Battery fusing and disconnect switch
piphomer
Registered Users Posts: 9 ✭
Hi all!
I am building a hybrid system using a 1100Ah, 48V battery bank with 3 Sunny Island 5048s.
I have been using this fuse and this switch, connecting with copper busbar and 3 x 50mm2 wire to run to the SIs.
During some extreme load testing (at loads which will rarely or never occur in practice), I had sustained current of over 400A through the switch. The fuse did not blow: however it got extremely hot which seemed to conduct heat through the busbar to the plastic switch, causing the plastic of the switch to become soft and the spring mechanism of the switch then extruded itself through the back of the switch leading to total failure.
So my question is, I clearly need a larger form factor fuse, and preferably also a different kind of switch better able to deal with high temperatures. Does anyone have any experience in this area and could point me in the right direction? Also, I have sized the fuse to protect my battery wiring, but it leaves me little overhead above my normal operating current. Should I be sizing the fuse at a much higher amperage, given that what I am trying to protect against is short circuit currents which on this large battery bank would be in the thousands of amps?
Thanks for any help!!
-Phillip
I am building a hybrid system using a 1100Ah, 48V battery bank with 3 Sunny Island 5048s.
I have been using this fuse and this switch, connecting with copper busbar and 3 x 50mm2 wire to run to the SIs.
During some extreme load testing (at loads which will rarely or never occur in practice), I had sustained current of over 400A through the switch. The fuse did not blow: however it got extremely hot which seemed to conduct heat through the busbar to the plastic switch, causing the plastic of the switch to become soft and the spring mechanism of the switch then extruded itself through the back of the switch leading to total failure.

→ What you have to do
Write out the forum post on battery fusing and the disconnect switch in full, word for word.

→ Data items

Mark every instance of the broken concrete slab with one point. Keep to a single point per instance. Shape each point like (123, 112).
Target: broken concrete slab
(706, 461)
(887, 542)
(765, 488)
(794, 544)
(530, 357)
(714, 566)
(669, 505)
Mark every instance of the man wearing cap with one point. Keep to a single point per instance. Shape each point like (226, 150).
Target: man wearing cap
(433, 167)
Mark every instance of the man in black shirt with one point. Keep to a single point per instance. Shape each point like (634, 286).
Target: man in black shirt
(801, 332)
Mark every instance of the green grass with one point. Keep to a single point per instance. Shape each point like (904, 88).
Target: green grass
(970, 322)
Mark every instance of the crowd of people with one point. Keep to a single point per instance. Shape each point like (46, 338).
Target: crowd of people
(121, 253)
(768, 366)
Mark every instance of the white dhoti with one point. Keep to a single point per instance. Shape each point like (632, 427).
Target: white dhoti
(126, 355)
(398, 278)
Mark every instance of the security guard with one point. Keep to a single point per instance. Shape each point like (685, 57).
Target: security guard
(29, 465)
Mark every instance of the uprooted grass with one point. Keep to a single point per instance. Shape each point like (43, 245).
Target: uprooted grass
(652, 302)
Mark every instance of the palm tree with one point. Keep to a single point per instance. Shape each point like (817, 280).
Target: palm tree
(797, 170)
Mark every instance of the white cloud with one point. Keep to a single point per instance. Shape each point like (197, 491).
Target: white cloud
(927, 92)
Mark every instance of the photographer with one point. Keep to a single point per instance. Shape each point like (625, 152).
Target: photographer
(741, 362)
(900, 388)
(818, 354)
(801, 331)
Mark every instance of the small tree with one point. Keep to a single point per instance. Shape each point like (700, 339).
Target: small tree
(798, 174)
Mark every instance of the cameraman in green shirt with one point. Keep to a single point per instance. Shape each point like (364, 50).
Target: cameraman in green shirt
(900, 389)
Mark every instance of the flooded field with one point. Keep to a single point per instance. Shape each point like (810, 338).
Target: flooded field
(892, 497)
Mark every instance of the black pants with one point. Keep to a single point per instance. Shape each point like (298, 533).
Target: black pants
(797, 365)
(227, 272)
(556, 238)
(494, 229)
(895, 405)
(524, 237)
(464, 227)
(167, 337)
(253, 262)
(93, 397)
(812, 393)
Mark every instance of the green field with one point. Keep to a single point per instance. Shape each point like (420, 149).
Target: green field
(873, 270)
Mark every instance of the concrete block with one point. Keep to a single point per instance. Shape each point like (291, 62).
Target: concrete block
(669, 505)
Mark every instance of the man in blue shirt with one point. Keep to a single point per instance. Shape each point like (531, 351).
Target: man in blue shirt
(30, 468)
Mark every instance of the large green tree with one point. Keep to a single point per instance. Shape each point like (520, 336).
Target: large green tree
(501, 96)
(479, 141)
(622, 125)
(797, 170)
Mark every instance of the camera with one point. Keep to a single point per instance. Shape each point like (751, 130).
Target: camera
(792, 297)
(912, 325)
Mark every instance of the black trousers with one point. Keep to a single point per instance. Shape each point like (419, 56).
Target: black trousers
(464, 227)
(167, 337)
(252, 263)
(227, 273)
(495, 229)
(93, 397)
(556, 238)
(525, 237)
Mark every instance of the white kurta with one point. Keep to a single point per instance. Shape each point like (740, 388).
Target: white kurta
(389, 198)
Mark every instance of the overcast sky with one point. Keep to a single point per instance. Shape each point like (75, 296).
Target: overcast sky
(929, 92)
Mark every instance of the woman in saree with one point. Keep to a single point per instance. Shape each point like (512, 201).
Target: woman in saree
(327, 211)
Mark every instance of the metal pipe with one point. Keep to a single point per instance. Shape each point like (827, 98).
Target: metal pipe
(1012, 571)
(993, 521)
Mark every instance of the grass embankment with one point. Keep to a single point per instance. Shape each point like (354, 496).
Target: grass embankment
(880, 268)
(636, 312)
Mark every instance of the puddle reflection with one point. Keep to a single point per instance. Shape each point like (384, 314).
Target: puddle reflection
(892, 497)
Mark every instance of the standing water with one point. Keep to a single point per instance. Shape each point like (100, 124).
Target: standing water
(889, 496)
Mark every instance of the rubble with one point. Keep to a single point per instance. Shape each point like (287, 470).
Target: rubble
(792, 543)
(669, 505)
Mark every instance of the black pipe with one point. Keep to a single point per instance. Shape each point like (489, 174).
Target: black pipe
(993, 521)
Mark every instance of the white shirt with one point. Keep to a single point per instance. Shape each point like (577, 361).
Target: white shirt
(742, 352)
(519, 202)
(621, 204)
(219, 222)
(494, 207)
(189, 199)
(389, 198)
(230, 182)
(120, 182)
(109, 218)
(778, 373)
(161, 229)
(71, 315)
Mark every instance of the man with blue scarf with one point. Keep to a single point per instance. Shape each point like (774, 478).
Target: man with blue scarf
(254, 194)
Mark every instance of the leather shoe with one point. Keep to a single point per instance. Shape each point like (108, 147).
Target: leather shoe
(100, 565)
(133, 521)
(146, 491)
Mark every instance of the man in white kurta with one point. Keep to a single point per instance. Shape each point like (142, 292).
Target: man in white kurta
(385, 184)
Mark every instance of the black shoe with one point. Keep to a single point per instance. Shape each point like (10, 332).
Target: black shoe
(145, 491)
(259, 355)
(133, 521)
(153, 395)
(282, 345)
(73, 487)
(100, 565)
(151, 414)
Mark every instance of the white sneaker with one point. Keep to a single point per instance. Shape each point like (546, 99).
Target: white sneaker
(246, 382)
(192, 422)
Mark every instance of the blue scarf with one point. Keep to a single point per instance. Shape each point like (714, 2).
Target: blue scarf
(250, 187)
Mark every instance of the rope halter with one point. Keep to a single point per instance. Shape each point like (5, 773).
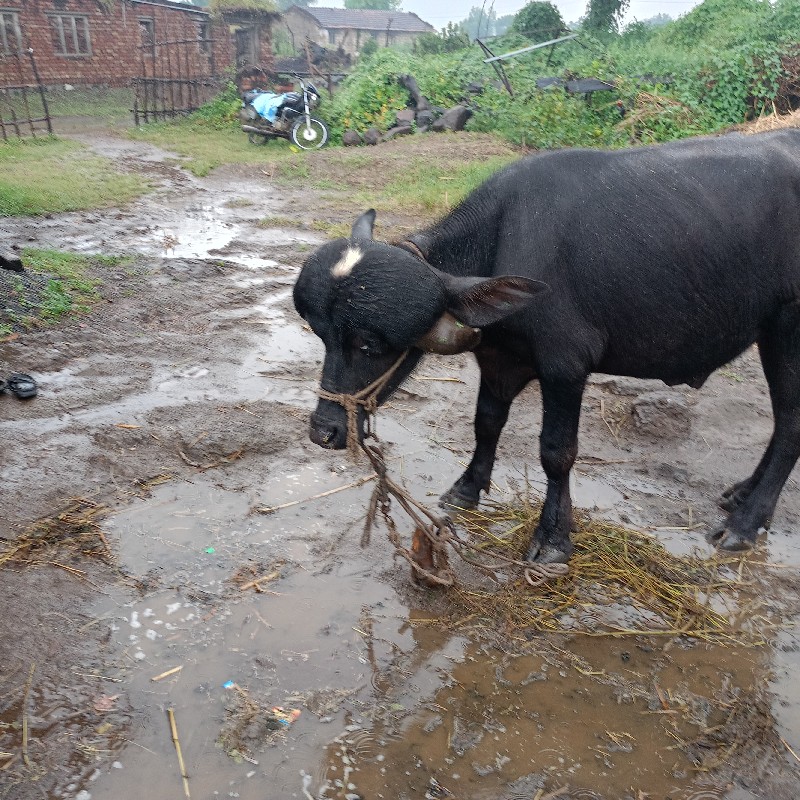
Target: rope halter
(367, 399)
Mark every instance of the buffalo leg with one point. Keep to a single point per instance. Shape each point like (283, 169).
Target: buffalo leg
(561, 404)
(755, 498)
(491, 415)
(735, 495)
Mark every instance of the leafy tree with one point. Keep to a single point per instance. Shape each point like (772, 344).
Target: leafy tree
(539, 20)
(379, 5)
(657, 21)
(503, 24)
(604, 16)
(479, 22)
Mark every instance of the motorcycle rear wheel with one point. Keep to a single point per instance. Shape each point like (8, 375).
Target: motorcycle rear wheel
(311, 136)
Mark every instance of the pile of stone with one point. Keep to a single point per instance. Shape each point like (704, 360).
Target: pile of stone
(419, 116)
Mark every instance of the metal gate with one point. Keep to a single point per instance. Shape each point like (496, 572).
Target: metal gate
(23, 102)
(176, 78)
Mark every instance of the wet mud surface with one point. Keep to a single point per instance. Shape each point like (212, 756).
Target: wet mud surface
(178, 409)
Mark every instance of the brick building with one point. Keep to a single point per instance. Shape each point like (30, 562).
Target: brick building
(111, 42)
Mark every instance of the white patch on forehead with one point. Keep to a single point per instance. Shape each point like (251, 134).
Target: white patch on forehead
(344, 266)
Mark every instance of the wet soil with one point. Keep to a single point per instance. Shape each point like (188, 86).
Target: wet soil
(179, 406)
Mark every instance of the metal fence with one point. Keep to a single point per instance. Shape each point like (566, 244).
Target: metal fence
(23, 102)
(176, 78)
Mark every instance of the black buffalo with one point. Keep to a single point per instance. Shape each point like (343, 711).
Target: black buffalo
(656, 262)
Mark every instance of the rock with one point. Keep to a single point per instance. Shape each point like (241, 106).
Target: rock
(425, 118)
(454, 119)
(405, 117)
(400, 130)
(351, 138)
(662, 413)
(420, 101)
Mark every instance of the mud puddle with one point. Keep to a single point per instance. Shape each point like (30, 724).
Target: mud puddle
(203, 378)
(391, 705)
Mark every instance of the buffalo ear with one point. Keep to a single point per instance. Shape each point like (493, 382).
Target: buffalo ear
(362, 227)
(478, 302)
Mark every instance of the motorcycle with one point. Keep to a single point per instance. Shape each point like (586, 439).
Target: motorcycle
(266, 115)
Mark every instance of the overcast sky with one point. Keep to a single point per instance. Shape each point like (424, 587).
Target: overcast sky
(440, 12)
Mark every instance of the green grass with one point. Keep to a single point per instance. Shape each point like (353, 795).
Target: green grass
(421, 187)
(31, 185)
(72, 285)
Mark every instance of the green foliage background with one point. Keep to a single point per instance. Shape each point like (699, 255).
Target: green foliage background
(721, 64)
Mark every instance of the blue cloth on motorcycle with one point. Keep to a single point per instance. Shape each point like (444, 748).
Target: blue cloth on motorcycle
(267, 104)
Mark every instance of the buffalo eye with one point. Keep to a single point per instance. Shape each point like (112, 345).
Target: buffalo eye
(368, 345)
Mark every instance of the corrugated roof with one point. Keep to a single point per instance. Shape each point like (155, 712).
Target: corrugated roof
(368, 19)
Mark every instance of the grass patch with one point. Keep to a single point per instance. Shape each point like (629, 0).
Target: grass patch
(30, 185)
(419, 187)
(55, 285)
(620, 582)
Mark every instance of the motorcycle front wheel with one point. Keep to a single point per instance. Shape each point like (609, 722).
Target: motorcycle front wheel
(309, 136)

* * *

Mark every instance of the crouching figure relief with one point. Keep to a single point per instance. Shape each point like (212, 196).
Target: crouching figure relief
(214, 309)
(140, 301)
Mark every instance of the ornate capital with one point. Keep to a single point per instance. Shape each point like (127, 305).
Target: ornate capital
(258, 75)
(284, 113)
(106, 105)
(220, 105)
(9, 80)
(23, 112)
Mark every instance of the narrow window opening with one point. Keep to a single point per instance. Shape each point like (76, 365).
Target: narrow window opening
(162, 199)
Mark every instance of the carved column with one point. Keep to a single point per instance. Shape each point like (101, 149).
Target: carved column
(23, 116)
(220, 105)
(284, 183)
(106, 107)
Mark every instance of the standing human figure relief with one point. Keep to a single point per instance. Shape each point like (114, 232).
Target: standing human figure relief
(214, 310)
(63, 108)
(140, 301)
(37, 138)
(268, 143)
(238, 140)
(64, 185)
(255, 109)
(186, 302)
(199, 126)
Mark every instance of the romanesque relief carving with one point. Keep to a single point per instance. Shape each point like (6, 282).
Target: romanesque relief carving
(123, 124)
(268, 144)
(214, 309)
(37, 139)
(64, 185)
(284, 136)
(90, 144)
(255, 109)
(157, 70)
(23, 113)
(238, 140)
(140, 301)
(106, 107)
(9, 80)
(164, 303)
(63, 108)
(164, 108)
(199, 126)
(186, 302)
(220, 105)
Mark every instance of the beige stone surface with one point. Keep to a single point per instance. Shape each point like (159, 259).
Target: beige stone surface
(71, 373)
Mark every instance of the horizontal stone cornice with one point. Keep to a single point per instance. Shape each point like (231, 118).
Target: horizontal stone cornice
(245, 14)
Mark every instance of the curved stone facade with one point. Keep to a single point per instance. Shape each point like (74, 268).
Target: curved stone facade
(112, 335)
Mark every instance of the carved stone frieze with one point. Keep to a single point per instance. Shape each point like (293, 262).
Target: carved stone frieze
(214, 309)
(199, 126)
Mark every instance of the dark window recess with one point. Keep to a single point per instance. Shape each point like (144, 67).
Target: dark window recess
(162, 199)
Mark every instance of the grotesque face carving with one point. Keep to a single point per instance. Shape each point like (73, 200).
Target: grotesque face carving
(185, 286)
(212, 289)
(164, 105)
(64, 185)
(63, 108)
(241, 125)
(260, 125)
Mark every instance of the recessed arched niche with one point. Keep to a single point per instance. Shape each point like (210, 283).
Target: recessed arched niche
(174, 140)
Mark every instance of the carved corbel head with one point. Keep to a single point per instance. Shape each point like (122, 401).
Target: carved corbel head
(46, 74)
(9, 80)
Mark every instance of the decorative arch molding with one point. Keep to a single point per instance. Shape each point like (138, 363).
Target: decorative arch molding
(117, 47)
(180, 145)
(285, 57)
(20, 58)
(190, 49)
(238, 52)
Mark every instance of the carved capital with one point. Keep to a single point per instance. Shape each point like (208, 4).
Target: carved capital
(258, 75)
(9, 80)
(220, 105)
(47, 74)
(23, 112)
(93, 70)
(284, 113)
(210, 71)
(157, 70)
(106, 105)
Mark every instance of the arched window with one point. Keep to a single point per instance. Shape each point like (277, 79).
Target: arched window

...

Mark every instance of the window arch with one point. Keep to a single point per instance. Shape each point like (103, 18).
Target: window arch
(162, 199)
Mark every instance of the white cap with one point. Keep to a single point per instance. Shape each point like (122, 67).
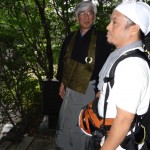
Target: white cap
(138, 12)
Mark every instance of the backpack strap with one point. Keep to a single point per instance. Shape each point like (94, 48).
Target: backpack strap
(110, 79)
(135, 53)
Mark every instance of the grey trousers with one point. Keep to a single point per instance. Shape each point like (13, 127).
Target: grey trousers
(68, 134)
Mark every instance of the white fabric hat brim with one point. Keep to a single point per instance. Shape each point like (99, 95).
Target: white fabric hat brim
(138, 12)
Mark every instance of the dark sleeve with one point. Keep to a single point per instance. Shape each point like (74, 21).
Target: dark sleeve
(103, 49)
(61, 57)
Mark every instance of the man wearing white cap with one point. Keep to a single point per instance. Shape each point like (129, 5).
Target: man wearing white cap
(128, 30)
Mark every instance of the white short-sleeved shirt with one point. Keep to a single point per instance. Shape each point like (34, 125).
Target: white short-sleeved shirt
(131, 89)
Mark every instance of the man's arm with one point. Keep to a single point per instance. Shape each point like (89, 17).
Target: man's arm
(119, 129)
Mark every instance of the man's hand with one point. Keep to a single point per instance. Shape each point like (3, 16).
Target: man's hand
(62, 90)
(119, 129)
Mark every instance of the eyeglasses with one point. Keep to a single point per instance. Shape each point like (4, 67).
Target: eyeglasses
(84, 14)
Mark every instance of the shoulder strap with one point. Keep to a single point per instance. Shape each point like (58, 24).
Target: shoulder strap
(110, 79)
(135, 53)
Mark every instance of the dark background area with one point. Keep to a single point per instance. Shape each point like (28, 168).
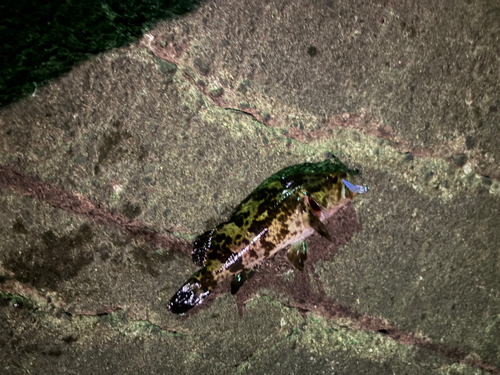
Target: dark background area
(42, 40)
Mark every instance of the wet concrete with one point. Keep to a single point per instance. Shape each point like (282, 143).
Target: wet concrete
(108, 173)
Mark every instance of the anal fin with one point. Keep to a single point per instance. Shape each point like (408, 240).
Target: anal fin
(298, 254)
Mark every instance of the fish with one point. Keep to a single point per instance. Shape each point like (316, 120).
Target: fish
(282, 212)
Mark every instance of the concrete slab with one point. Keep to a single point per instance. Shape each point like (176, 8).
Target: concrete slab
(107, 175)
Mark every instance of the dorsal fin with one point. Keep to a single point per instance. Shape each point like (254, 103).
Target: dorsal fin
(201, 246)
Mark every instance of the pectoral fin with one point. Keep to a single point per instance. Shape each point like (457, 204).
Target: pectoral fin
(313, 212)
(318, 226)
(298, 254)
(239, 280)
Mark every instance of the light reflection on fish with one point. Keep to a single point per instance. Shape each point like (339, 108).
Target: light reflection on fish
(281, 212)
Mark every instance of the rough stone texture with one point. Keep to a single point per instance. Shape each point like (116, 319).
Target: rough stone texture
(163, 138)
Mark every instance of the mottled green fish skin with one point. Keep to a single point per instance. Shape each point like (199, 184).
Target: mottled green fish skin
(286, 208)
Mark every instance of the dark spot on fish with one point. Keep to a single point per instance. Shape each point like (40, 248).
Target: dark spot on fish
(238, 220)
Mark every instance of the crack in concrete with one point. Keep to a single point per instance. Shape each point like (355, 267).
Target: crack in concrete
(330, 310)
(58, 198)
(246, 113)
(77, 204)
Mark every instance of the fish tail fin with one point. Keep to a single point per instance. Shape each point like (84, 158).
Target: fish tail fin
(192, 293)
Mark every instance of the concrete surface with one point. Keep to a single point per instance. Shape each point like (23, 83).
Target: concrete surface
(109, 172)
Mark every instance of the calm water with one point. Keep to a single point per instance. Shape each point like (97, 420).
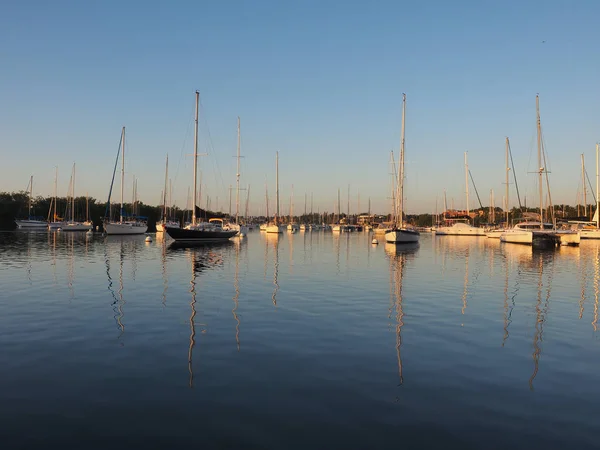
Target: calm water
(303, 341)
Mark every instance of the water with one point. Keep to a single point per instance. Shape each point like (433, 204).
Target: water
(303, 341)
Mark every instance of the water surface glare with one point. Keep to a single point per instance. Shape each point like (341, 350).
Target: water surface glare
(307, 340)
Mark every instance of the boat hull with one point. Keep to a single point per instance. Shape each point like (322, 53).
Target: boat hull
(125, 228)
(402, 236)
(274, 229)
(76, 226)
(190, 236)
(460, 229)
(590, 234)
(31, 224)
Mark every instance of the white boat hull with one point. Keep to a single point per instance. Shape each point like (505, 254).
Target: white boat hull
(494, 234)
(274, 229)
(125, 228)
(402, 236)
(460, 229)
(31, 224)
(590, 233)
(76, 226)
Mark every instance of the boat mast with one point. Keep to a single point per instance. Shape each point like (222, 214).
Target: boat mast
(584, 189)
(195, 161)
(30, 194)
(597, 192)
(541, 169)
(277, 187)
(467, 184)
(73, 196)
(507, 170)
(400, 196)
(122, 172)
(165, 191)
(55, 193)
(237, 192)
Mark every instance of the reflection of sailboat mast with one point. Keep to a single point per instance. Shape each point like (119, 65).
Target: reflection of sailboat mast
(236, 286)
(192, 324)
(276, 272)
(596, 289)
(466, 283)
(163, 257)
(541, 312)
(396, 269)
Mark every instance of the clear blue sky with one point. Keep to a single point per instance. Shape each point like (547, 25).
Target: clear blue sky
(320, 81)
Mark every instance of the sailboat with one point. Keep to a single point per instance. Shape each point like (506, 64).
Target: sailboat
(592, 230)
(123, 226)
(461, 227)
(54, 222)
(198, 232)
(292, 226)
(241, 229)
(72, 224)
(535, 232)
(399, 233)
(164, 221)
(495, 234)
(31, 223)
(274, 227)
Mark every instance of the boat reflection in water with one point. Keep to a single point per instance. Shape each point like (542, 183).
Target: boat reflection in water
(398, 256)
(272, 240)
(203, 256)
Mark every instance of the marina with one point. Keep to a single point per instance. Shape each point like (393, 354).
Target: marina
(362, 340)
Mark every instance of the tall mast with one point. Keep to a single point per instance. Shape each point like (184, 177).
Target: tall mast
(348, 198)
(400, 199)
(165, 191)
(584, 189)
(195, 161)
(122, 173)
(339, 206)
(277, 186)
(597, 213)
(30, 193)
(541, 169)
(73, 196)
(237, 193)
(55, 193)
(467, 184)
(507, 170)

→ Task output
Battery fusing and disconnect switch
piphomer
Registered Users Posts: 9 ✭
Hi all!
I am building a hybrid system using a 1100Ah, 48V battery bank with 3 Sunny Island 5048s.
I have been using this fuse and this switch, connecting with copper busbar and 3 x 50mm2 wire to run to the SIs.
During some extreme load testing (at loads which will rarely or never occur in practice), I had sustained current of over 400A through the switch. The fuse did not blow: however it got extremely hot which seemed to conduct heat through the busbar to the plastic switch, causing the plastic of the switch to become soft and the spring mechanism of the switch then extruded itself through the back of the switch leading to total failure.
So my question is, I clearly need a larger form factor fuse, and preferably also a different kind of switch better able to deal with high temperatures. Does anyone have any experience in this area and could point me in the right direction? Also, I have sized the fuse to protect my battery wiring, but it leaves me little overhead above my normal operating current. Should I be sizing the fuse at a much higher amperage, given that what I am trying to protect against is short circuit currents which on this large battery bank would be in the thousands of amps?
Thanks for any help!!
-Phillip
I am building a hybrid system using a 1100Ah, 48V battery bank with 3 Sunny Island 5048s.
I have been using this fuse and this switch, connecting with copper busbar and 3 x 50mm2 wire to run to the SIs.
During some extreme load testing (at loads which will rarely or never occur in practice), I had sustained current of over 400A through the switch. The fuse did not blow: however it got extremely hot which seemed to conduct heat through the busbar to the plastic switch, causing the plastic of the switch to become soft and the spring mechanism of the switch then extruded itself through the back of the switch leading to total failure.